▸ **SCOPO DEL COMPITO**
Rispondi a queste domande sul testo di partenza:
(a) Che piatto prepara l'inquilino nigeriano?
(b) Di quale città è Valeria Bianchi Mian e dove si è trasferita?
(c) In quali giorni si tiene la rassegna "Io e l'altro"?

▸ **TESTO DI PARTENZA**

————————

L’inquilino nigeriano prepara l’egusi, lo stufato di carne con peperoncino e, magari, lo fa andare sul fuoco al mattino presto mentre il vicino, italianissimo, assapora il caffè. Ne nascono discussioni. Se ciascuno offrisse all’altro il prodotto della propria cucina probabilmente le dispute s’appianerebbero. Ma non accade. E anche da questioni banali possono rinfocolarsi quelle chiusure che caratterizzano sempre più la quotidianità del nostro mondo. Valeria Bianchi Mian è una psicoterapeuta milanese trapiantata a Torino, è insegnante e autrice di testi di psicologia e di narrativa (“Non è colpa mia” Edizioni Golem, il suo ultimo lavoro). Con Leonardo Seidita, Vanda Druetta, Girolamo Lo Verso, quest’ultimo studioso di psiche mafiosa, dà vita a “Io e l’altro”, rassegna di psicodrammi e sociodrammi presente dal 6 al 12 maggio al Salone off piemontese, in rapporto alla Fiera del libro di Torino.

————————

▸ **DATI FORNITI**
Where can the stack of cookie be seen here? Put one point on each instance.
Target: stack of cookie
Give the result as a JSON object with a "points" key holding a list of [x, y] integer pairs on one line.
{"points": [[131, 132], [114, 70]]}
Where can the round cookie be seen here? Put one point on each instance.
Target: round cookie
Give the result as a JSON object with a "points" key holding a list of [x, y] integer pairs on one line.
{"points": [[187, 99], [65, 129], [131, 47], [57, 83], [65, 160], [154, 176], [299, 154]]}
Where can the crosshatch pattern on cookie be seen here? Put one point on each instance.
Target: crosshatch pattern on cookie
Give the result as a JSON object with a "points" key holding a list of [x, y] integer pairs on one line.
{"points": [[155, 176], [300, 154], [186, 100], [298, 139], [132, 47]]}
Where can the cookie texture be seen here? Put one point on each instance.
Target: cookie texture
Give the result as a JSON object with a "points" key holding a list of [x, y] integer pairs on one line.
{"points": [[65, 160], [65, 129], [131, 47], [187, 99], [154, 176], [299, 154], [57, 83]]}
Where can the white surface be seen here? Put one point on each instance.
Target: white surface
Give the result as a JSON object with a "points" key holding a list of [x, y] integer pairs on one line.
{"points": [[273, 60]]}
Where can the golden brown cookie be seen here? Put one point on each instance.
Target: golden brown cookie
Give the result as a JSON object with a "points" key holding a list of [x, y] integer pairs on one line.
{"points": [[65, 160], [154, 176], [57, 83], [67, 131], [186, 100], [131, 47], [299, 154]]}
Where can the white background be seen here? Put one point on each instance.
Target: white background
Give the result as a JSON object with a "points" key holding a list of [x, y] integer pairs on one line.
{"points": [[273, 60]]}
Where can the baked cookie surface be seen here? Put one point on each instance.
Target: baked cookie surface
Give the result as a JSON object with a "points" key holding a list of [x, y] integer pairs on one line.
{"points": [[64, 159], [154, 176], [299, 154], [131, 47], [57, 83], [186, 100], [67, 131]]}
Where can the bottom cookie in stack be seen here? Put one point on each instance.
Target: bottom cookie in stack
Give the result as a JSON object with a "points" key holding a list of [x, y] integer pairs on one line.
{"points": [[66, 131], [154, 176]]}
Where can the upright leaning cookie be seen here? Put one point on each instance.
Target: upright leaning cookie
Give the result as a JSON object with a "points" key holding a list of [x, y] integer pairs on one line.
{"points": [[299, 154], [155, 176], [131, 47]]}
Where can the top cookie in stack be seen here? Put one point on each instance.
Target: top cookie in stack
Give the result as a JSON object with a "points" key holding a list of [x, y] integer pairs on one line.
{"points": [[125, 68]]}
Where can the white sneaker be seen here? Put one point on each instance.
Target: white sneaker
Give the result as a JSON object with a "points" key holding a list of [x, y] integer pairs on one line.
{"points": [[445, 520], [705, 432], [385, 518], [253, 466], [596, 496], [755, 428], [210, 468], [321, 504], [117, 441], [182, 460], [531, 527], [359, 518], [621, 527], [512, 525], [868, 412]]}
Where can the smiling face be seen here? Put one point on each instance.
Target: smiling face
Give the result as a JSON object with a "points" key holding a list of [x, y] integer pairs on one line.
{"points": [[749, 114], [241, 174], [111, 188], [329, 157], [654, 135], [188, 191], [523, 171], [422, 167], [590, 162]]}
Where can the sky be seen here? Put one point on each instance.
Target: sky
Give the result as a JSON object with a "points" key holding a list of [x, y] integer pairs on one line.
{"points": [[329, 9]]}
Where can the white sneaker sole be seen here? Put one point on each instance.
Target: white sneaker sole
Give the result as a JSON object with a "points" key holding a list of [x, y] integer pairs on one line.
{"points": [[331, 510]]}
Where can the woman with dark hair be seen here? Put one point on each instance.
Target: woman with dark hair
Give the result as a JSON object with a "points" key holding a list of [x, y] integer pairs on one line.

————————

▸ **SPAZIO RISPOSTA**
(a) L'egusi, uno stufato di carne con peperoncino.
(b) È milanese e si è trasferita a Torino.
(c) Dal 6 al 12 maggio.